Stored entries
##########
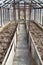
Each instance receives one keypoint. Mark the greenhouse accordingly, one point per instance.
(21, 32)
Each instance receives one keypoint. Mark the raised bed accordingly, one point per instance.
(36, 43)
(7, 38)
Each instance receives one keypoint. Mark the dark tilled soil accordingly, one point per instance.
(6, 36)
(37, 35)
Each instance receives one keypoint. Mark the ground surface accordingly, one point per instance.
(22, 53)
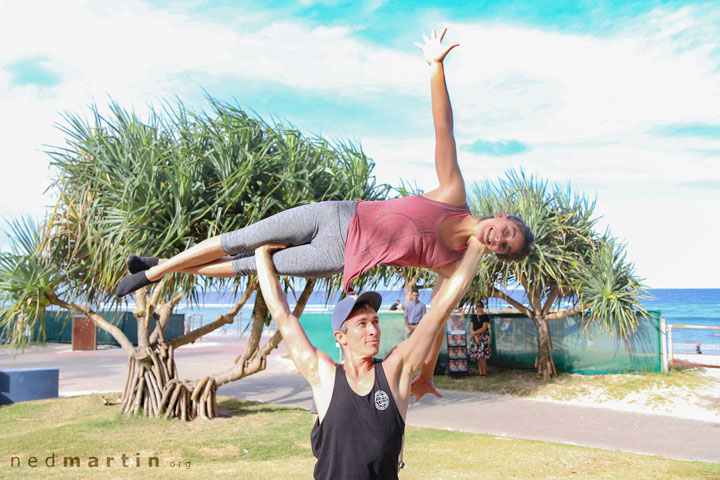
##########
> [How to complete this task]:
Repeat each line above exactly as it reads, omitting any pictures.

> [Answer to this exercise]:
Each instance receives one keypoint. Mark the greenhouse accordingly, one point per instance.
(21, 32)
Each instance receives one keypoint. Mark the raised bed accordingly, one point per instance.
(36, 43)
(7, 38)
Each instance receives one keypoint. Mark the dark tilled soil accordingly, one point per instance.
(6, 36)
(37, 35)
Each instance receives one keypoint. Mark the ground surface accordingly, one point per instance.
(22, 53)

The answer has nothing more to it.